## START Given data
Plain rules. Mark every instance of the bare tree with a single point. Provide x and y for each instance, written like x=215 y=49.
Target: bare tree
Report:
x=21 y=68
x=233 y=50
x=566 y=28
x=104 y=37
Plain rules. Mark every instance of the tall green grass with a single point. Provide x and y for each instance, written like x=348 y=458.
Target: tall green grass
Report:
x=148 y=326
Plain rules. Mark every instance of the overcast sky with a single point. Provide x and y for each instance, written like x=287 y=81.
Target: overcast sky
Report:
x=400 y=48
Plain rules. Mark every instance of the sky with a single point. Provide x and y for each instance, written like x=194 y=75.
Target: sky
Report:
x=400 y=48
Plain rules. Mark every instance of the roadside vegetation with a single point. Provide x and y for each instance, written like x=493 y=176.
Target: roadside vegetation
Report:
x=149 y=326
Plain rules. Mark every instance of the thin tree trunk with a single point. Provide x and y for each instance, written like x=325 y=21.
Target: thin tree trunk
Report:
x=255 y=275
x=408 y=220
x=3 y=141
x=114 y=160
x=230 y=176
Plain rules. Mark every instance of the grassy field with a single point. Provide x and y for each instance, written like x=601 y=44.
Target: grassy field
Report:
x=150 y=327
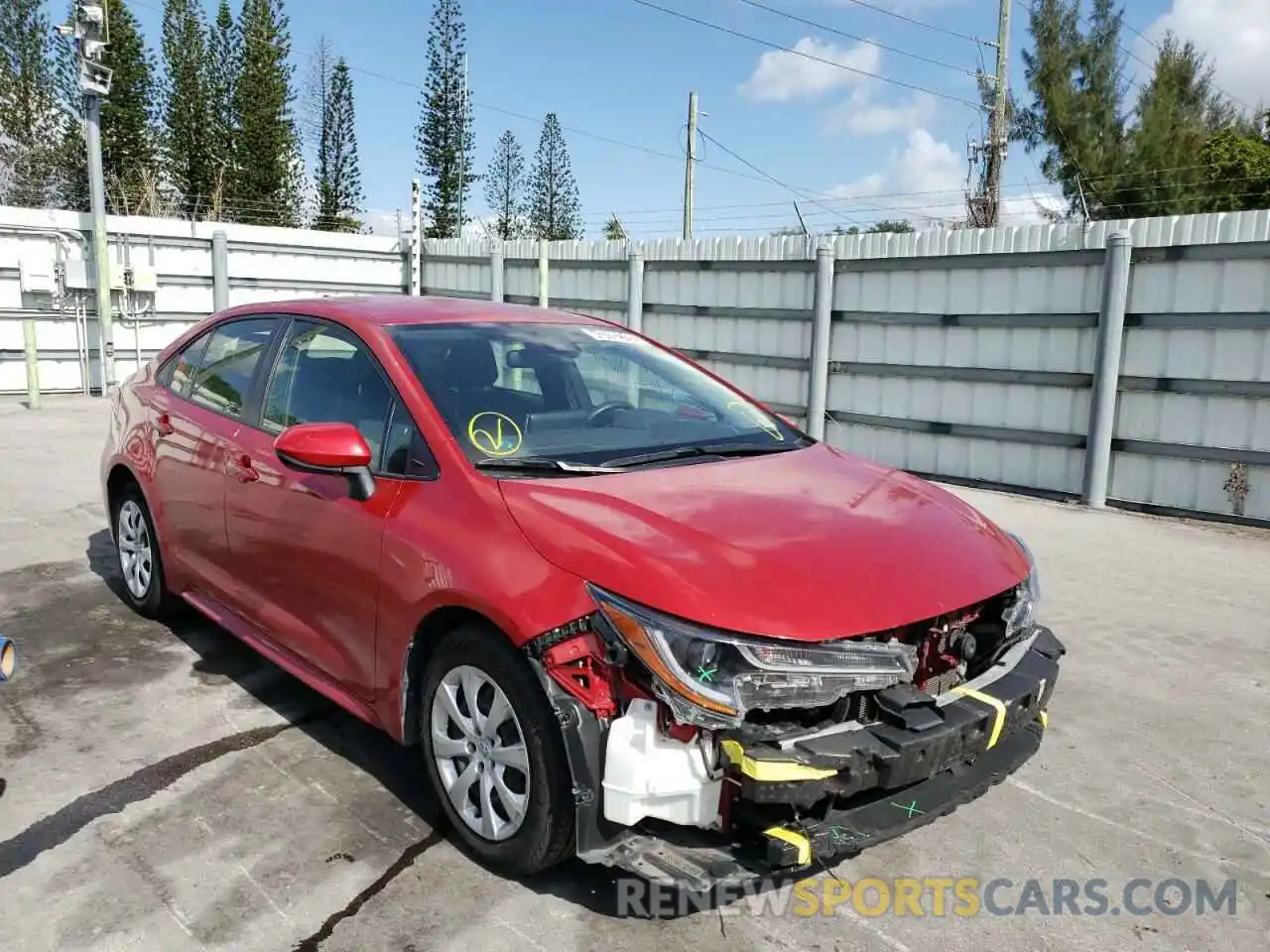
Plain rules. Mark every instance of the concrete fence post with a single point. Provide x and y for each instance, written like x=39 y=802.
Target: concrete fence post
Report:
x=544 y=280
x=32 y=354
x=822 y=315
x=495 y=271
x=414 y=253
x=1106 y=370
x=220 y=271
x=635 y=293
## END Given data
## START Given data
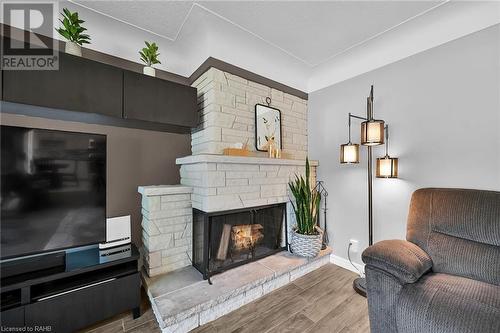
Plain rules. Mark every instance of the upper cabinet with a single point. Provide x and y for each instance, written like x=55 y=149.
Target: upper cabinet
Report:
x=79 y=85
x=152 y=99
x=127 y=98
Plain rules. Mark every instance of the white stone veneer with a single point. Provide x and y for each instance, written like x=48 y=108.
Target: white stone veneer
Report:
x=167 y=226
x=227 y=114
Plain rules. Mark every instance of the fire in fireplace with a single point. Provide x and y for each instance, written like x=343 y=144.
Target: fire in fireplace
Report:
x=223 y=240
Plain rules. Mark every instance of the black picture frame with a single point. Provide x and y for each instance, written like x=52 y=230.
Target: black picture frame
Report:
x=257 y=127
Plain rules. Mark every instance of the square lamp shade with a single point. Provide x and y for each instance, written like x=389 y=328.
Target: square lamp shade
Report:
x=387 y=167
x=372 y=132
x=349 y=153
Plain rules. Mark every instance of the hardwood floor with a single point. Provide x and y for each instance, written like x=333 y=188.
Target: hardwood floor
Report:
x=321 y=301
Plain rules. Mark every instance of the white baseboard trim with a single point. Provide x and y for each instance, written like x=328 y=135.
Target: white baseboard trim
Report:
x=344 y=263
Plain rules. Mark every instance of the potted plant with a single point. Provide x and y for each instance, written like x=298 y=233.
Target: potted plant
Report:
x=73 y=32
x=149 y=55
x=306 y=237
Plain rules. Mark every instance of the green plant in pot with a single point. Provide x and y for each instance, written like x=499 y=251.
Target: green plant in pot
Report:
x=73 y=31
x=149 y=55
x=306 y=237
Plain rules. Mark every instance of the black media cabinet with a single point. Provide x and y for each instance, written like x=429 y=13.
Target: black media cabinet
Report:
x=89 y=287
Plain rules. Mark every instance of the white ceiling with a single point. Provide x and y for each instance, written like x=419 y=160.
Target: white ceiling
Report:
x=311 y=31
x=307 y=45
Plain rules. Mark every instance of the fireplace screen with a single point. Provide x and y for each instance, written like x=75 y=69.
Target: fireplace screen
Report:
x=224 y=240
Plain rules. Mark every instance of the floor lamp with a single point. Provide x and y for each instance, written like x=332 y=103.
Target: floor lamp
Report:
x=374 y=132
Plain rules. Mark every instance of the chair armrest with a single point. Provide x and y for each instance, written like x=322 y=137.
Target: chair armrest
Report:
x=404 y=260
## END Given data
_Your objective_. Copy out the lines above, starting with the line that contains "Plain rules. Mark every instance of the thin" and ending with the line that contains "x=150 y=327", both included.

_Task output_.
Plain rules. Mark every instance of the thin tree trunk with a single point. Provide x and y for each instance, written like x=325 y=21.
Target: thin tree trunk
Report:
x=255 y=275
x=408 y=220
x=3 y=141
x=114 y=160
x=230 y=176
Plain rules. Mark every instance of the grassy field with a single point. Provide x and y for each instance, written like x=601 y=44.
Target: grassy field
Report:
x=150 y=327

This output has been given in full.